■ Excerpt to read ■
=== Begin Enclosure ===

Gina Twardosz | Friday, September 27, 2019
Every day, my friends and I like to sit down to dinner, catch up and then shout at each other about something we saw on the Internet. Usually, our loud discourse revolves around a viral tweet, but recently, TikTok has reigned supreme.
I do not have a TikTok account. I am too online to begin with and simply do not have the time to be a part of another social media cult. But, my friends are entranced by the “new Vine,” and their favorite videos are the ones that feature “e-girls.” TikTok has countless videos of these e-girls who are defined by the fact that they dress, look and act in the same girlish way.
At first, I thought these e-girl TikTok videos were weird and just a little dumb.
Yet, I could not help but consider my role in this newfound electronic girlhood. I consider myself to be very online, I’m active on social media and I always know what the new memes mean. After taking a long look in the mirror, I asked myself the question that had been plaguing my existence: Who are these cool, online teens and, more importantly, am I one of them?
During the hours and hours of mirror gazing research that I conducted, I often wondered if my ancestors had ever had to ponder something so profound. Am I on the cutting edge of a new philosophy, one that entirely revolves around the manifestation of girlhood via the internet?
As an investigative journalist, I felt that it was my duty to see this through and get the real scoop on e-girls. I had to get to the bottom of the phenomenon, and after ten seconds of searching, I found some answers.

=== End Enclosure ===

■ Supplied records ■
=== Begin Enclosure ===

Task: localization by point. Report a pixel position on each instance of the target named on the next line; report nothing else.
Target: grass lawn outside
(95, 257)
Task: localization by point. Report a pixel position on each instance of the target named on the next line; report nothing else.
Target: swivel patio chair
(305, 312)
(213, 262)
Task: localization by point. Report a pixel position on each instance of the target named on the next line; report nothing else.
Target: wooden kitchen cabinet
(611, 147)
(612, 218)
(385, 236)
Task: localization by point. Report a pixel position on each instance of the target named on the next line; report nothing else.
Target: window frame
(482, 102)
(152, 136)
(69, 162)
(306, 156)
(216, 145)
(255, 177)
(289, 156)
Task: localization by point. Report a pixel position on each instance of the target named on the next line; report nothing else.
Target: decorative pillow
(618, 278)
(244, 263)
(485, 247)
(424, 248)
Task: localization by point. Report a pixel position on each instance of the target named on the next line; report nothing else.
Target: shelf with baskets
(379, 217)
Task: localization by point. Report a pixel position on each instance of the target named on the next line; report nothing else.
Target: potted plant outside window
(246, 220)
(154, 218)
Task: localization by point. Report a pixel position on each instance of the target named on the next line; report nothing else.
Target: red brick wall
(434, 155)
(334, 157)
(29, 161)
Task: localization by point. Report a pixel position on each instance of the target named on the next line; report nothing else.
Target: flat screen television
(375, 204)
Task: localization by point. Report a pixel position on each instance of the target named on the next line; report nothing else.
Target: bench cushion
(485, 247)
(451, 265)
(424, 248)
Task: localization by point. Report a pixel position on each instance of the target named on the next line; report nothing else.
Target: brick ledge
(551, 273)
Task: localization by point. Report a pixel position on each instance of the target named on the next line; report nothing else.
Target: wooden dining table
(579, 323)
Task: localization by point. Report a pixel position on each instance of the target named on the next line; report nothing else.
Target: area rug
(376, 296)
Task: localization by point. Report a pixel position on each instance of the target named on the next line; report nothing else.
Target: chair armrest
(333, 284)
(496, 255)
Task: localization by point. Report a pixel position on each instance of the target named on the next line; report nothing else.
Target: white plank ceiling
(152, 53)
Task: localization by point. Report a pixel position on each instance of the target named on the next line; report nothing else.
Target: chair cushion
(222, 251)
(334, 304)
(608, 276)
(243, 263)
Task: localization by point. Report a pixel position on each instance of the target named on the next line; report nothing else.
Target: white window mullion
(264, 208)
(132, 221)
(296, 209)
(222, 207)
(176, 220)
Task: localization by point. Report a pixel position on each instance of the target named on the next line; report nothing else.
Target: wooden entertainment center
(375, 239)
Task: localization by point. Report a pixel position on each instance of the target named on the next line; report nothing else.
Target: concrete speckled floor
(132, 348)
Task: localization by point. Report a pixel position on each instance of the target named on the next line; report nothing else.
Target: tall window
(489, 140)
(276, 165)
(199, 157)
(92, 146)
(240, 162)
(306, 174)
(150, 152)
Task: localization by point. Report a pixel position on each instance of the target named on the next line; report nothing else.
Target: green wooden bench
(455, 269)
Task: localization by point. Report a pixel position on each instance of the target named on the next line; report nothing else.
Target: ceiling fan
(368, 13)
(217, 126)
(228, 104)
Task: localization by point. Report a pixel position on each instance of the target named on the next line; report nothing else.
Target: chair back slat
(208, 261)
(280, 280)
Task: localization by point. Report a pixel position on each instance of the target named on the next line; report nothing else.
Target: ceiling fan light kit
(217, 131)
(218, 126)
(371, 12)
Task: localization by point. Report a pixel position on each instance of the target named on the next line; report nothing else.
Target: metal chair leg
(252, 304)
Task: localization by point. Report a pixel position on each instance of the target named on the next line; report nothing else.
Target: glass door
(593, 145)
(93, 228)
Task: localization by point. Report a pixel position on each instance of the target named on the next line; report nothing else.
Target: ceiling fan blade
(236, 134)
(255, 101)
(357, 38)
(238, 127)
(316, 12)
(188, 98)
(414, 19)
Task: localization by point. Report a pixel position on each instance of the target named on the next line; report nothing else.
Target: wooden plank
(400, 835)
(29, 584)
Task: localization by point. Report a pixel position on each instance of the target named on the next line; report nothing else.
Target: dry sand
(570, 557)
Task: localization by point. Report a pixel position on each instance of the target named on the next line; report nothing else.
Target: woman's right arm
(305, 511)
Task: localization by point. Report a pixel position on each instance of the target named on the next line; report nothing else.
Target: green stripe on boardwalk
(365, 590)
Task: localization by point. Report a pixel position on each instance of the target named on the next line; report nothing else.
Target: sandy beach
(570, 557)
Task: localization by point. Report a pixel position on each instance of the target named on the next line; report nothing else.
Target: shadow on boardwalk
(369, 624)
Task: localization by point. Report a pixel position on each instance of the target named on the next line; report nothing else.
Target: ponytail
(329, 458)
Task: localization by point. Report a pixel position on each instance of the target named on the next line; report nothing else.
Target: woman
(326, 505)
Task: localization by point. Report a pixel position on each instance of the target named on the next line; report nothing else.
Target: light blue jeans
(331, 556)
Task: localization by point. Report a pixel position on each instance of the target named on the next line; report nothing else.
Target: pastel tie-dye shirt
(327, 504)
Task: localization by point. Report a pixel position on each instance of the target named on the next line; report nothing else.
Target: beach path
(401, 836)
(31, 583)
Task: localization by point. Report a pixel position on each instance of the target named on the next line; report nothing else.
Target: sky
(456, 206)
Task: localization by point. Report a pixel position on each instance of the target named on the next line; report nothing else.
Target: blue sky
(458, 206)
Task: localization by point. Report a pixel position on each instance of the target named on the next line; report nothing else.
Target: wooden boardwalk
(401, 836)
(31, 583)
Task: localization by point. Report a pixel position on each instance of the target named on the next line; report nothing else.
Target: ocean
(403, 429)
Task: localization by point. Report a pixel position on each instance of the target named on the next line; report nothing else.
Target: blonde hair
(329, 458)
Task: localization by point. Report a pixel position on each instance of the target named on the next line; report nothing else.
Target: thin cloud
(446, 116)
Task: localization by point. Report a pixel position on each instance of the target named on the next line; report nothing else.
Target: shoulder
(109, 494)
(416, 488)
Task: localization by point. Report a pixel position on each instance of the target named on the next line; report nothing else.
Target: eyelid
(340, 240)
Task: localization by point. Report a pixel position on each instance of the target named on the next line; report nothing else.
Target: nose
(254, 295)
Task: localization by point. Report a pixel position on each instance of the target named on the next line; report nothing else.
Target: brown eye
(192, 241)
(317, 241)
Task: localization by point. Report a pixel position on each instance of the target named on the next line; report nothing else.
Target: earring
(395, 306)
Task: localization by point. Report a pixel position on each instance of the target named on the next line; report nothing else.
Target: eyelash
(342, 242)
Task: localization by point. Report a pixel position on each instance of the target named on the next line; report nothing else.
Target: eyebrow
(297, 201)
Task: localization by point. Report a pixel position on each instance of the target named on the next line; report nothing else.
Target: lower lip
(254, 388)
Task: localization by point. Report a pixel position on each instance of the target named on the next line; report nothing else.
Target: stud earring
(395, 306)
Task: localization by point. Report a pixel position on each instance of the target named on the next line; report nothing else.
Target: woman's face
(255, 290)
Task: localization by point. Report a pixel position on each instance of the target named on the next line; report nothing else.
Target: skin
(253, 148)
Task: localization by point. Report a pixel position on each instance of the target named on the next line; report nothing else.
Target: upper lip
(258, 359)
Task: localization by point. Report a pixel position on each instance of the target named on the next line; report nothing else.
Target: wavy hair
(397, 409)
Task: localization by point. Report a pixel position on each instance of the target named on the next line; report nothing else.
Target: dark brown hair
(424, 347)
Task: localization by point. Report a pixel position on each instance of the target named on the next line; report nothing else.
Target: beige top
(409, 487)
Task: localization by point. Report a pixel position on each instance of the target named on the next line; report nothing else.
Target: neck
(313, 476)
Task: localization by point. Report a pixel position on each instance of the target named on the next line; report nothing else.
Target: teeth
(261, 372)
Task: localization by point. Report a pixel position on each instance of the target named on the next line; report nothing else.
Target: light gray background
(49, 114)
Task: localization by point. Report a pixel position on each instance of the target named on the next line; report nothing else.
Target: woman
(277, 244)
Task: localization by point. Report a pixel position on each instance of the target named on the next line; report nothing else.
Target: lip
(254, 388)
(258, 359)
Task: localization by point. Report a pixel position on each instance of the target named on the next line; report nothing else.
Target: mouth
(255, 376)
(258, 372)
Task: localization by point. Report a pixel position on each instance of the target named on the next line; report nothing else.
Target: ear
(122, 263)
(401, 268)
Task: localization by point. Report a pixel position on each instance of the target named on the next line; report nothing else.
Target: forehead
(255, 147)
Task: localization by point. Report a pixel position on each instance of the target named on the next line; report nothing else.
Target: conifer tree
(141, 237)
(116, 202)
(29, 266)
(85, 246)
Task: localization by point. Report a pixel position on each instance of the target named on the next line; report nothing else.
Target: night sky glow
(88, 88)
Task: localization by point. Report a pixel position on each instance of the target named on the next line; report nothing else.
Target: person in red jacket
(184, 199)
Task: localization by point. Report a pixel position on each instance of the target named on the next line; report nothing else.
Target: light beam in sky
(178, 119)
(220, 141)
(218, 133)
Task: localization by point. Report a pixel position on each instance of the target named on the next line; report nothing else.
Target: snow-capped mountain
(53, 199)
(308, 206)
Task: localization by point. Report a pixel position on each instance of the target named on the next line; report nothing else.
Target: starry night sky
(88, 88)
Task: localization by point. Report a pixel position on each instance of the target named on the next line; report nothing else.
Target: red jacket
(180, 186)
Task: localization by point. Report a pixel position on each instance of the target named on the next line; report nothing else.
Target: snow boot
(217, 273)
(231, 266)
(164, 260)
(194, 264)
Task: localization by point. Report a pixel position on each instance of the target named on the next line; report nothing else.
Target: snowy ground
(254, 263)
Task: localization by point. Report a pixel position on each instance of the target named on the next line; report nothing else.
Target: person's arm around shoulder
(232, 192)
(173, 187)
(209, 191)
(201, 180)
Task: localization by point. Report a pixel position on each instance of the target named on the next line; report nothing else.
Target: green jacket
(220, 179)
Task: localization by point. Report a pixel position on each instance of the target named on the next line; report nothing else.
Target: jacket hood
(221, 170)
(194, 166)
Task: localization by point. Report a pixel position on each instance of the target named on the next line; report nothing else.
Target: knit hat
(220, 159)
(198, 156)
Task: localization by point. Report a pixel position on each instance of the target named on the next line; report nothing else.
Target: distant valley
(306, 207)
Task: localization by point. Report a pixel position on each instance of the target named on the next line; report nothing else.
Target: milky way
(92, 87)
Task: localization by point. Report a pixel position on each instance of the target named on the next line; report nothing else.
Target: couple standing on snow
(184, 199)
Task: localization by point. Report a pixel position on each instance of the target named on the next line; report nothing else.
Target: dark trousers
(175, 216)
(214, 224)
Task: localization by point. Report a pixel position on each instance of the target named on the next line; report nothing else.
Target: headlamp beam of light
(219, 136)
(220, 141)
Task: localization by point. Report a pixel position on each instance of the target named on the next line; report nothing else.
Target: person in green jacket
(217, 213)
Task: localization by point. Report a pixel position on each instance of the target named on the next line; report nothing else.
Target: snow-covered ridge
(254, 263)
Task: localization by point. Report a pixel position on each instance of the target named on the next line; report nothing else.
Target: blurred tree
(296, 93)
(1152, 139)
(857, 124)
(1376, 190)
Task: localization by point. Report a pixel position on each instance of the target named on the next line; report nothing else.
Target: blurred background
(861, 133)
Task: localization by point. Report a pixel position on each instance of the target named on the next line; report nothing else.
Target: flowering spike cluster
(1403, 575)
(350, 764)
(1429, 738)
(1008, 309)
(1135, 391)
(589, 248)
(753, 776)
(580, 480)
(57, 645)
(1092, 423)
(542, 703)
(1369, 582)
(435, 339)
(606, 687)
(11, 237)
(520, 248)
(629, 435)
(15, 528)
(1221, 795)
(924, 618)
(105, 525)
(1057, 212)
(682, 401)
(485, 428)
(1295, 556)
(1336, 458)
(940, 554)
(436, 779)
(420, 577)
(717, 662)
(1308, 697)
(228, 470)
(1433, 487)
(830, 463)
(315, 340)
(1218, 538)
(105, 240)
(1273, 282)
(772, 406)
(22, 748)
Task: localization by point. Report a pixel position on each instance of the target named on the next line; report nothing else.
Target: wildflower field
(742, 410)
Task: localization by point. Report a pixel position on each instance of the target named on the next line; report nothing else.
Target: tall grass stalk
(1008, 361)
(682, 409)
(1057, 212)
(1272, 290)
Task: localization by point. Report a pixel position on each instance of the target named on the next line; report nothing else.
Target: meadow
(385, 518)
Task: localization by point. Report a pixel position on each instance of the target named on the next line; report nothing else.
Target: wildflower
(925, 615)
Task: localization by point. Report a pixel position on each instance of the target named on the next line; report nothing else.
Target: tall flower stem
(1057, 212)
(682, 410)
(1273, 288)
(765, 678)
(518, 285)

=== End Enclosure ===

■ Exercise directions ■
In the column about TikTok e-girls, how long did the writer search before finding some answers?

■ Answer area ■
Ten seconds.